Zadania do wykonania:
1. Streść fragment w dwóch zdaniach.
2. Zmień fragment: przepisz wszystko od „Pułkownik w stanie” aż po „2 tys. lat?”, wstawiając „Pułkownik” w miejsce „Mundurowy”.

Wybrany fragment:
---------------

Pułkownik w stanie spoczynku Adam Mazguła opublikował kolejny mocny felieton na Facebooku. Wojskowy wziął na wokandę słowa marszałek sejmu Elżbiety Witek, która stwierdziła ostatnio, że “chce powierzyć Matce Bożej naszą ojczyznę, oddać Jej wszystkie sprawy, żeby Ona wzięła do siebie i w ten sposób działała przez nas, byśmy byli jej narzędziami”. Mundurowy zdecydowanie nie zgadza się z taką retoryką.
– O ile wiem, Matka Boska nie umiała przemawiać, czytać i pisać. Nie zostawiła swojego przesłania w żadnej formie, nawet w przekazach jej współczesnych. Dlatego pytam, skąd to „narzędzie” wie, jak ją reprezentować, co to są te jej sprawy, jeśli w dodatku nie żyje już jakieś 2 tys. lat?

---------------

Zapisy rozmieszczenia punktów:
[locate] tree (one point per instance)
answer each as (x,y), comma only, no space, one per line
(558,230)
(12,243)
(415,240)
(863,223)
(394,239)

---------------

Wyniki zadań:
1. Pułkownik w stanie spoczynku Adam Mazguła opublikował na Facebooku felieton, w którym nie zgadza się ze słowami marszałek sejmu Elżbiety Witek o powierzeniu ojczyzny Matce Bożej i byciu Jej narzędziami. Pyta w nim, skąd takie „narzędzie” ma wiedzieć, jak Ją reprezentować, skoro nie zostawiła żadnego przesłania i nie żyje od około 2 tys. lat.

2.
Pułkownik w stanie spoczynku Adam Mazguła opublikował kolejny mocny felieton na Facebooku. Wojskowy wziął na wokandę słowa marszałek sejmu Elżbiety Witek, która stwierdziła ostatnio, że “chce powierzyć Matce Bożej naszą ojczyznę, oddać Jej wszystkie sprawy, żeby Ona wzięła do siebie i w ten sposób działała przez nas, byśmy byli jej narzędziami”. Pułkownik zdecydowanie nie zgadza się z taką retoryką.
– O ile wiem, Matka Boska nie umiała przemawiać, czytać i pisać. Nie zostawiła swojego przesłania w żadnej formie, nawet w przekazach jej współczesnych. Dlatego pytam, skąd to „narzędzie” wie, jak ją reprezentować, co to są te jej sprawy, jeśli w dodatku nie żyje już jakieś 2 tys. lat?